*Page text*:

##########

I thought it may be handy to have a few tips for those of you who are new to baking for friends and family with severe food allergies. Maybe your child has recently been diagnosed with severe food allergies, or maybe you have someone in your circle of friends who has severe food allergies and you want to be inclusive and bake something yummy they can enjoy with everyone this Christmas.
Recipes won’t be a problem – we have lots on free2bake and there are many other blogs with recipes for different food allergies. I can assure you that folk who eat our free-from food struggle to believe that it’s dairy-free, egg-free, gluten-free… as it does taste yummy!
I recommend that before you do anything you speak to the person you hope to cater for who has the severe food allergies.
- Clarify exactly which foods they are allergic to.
- Ask their advice (they may want to come & bake with you, or invite you to bake with them in their home).
- Check they would be confident eating food you prepare when you follow the guidelines they provide and/or the ones listed below.
Please don’t be offended if they say no, or they wouldn’t want to eat food prepared by you! It’s best to find out before you expend time and energy creating a “safe” environment and baking for them. Aars’ no longer risks eating food prepared by some members of our family due to negative experiences in the past. He has become very cautious because anaphylaxis hangs in the balance.

##########

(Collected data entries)
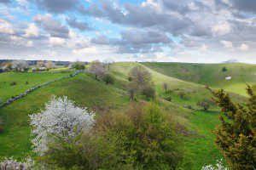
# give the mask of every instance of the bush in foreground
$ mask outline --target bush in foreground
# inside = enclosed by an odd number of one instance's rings
[[[221,124],[215,130],[218,148],[232,169],[255,169],[256,94],[247,86],[248,102],[244,107],[235,105],[223,89],[210,90],[225,116],[220,116]]]
[[[75,137],[82,131],[89,131],[94,124],[94,115],[88,113],[86,108],[75,106],[67,97],[55,96],[45,105],[40,113],[30,116],[31,124],[34,127],[32,140],[34,151],[43,155],[48,150],[54,138],[64,141]]]
[[[174,123],[154,103],[102,115],[90,133],[67,141],[56,139],[41,160],[66,169],[177,169],[184,165]]]

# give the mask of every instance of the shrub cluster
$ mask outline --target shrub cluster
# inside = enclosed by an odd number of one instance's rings
[[[128,94],[134,100],[136,94],[141,94],[147,100],[154,99],[155,90],[152,82],[151,73],[142,65],[133,67],[129,72]]]
[[[85,65],[84,63],[75,62],[71,65],[71,68],[76,70],[84,70]]]

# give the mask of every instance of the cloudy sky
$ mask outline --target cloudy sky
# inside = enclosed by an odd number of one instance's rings
[[[0,59],[256,63],[256,0],[0,0]]]

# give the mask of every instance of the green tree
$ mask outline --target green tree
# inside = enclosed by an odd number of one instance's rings
[[[222,67],[221,70],[222,70],[222,71],[224,71],[224,72],[228,71],[227,67],[225,67],[225,66]]]
[[[256,167],[256,94],[247,87],[248,101],[246,106],[236,105],[223,89],[212,90],[216,104],[224,116],[216,127],[215,144],[226,157],[232,169],[255,169]]]
[[[113,84],[113,77],[111,75],[107,74],[106,76],[103,76],[103,81],[106,82],[106,85]]]
[[[214,106],[214,101],[212,101],[212,99],[203,99],[202,100],[198,101],[196,105],[202,107],[203,110],[207,111],[210,107]]]
[[[153,85],[145,85],[142,89],[142,94],[148,99],[154,99],[155,97],[155,90]]]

##########

Please repeat word for word the part of the allergy baking tips that opens with the words containing "- Clarify exactly" and closes with "in the balance.".

*Expected output*:
- Clarify exactly which foods they are allergic to.
- Ask their advice (they may want to come & bake with you, or invite you to bake with them in their home).
- Check they would be confident eating food you prepare when you follow the guidelines they provide and/or the ones listed below.
Please don’t be offended if they say no, or they wouldn’t want to eat food prepared by you! It’s best to find out before you expend time and energy creating a “safe” environment and baking for them. Aars’ no longer risks eating food prepared by some members of our family due to negative experiences in the past. He has become very cautious because anaphylaxis hangs in the balance.